____ INPUT RECORDS

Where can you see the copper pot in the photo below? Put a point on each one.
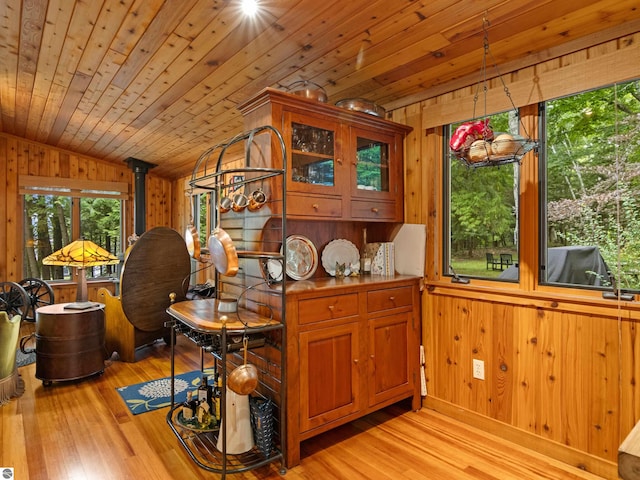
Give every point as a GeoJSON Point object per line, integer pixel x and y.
{"type": "Point", "coordinates": [310, 90]}
{"type": "Point", "coordinates": [223, 252]}
{"type": "Point", "coordinates": [362, 105]}
{"type": "Point", "coordinates": [256, 200]}
{"type": "Point", "coordinates": [244, 379]}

________

WHAT TO PRODUCE –
With the line that contains "Give every point" as the start, output every line through the end of the entries exactly. Add no other lines.

OUTPUT OF THE EXERCISE –
Give every point as a GeoJSON Point object per line, integer pixel x and y.
{"type": "Point", "coordinates": [310, 90]}
{"type": "Point", "coordinates": [223, 252]}
{"type": "Point", "coordinates": [362, 105]}
{"type": "Point", "coordinates": [256, 200]}
{"type": "Point", "coordinates": [244, 379]}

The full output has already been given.